● **EXERCISE OBJECTIVE**: Reproduce word for word the rows from the one containing "Could you kindly segment every instance of the man's" through the one containing "78 162 L 79", including both of those rows.

● **DATA SHOWN**:

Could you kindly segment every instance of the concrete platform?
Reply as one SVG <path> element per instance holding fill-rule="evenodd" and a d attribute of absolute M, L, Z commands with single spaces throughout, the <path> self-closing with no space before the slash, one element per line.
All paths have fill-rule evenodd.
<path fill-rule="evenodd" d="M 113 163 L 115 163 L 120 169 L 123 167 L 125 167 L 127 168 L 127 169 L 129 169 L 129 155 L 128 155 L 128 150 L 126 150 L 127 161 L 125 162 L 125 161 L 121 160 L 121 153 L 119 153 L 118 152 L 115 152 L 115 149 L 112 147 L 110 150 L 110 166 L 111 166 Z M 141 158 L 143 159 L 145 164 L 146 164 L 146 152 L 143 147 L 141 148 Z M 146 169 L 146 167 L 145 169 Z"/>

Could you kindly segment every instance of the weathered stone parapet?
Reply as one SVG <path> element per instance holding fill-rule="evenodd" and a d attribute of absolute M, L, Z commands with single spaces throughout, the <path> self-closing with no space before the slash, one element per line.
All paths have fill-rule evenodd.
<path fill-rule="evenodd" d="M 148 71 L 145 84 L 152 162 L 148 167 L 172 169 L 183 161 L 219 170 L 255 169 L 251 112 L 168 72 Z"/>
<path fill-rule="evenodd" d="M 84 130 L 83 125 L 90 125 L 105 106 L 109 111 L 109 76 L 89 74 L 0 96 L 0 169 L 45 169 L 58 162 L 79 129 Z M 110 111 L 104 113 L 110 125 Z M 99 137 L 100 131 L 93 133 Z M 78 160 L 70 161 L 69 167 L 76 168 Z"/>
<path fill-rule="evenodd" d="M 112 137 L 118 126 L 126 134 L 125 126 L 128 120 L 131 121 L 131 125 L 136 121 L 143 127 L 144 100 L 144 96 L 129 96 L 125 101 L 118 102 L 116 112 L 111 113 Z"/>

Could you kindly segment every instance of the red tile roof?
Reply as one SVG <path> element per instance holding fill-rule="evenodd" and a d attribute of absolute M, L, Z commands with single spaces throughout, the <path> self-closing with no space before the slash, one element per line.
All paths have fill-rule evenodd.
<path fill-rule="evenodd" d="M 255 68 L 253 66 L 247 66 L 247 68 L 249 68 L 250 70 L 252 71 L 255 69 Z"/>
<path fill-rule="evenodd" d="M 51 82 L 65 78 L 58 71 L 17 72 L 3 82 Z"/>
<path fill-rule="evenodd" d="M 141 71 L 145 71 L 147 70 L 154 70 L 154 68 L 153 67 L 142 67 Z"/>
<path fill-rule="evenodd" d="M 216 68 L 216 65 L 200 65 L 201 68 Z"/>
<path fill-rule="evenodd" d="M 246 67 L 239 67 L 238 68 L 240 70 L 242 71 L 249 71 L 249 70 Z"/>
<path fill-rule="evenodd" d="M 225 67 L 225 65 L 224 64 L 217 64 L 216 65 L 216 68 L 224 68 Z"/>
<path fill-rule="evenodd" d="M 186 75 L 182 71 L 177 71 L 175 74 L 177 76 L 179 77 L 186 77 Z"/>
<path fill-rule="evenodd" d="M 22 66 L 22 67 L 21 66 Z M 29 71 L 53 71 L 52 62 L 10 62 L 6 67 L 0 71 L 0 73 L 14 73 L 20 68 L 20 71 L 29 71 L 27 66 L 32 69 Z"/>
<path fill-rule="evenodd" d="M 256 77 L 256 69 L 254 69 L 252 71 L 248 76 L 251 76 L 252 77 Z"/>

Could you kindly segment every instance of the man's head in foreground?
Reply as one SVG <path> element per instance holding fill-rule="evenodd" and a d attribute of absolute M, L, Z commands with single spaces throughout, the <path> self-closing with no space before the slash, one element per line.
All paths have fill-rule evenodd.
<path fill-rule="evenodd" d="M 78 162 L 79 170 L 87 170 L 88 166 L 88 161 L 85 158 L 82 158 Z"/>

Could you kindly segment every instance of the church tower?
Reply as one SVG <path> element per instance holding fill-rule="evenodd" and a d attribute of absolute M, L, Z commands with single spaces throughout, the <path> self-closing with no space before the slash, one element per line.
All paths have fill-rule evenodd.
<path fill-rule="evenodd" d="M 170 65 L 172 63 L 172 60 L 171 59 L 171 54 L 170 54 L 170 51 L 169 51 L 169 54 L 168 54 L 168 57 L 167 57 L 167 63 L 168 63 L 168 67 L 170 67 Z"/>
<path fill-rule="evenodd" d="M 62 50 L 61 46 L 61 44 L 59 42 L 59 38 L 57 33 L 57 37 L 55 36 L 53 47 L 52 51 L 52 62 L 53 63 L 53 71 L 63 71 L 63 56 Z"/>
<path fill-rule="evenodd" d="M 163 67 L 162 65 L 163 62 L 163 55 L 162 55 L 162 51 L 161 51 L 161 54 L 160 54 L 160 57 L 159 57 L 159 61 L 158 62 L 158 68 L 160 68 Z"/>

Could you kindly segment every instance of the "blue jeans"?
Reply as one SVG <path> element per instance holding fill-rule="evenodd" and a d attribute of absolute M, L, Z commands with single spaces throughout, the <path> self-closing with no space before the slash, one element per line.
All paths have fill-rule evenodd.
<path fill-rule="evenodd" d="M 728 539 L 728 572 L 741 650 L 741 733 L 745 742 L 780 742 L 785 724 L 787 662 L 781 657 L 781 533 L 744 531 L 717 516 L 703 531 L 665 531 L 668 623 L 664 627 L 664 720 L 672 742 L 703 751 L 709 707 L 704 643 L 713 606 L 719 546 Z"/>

● **WRITTEN ANSWER**:
Could you kindly segment every instance of the man's head in foreground?
Reply as one SVG <path> element per instance holding fill-rule="evenodd" and a d attribute of absolute M, L, Z commands with single spaces throughout, the <path> self-closing with no space before the slash, one element per line.
All paths have fill-rule evenodd.
<path fill-rule="evenodd" d="M 78 162 L 79 170 L 87 170 L 88 166 L 88 161 L 85 158 L 82 158 Z"/>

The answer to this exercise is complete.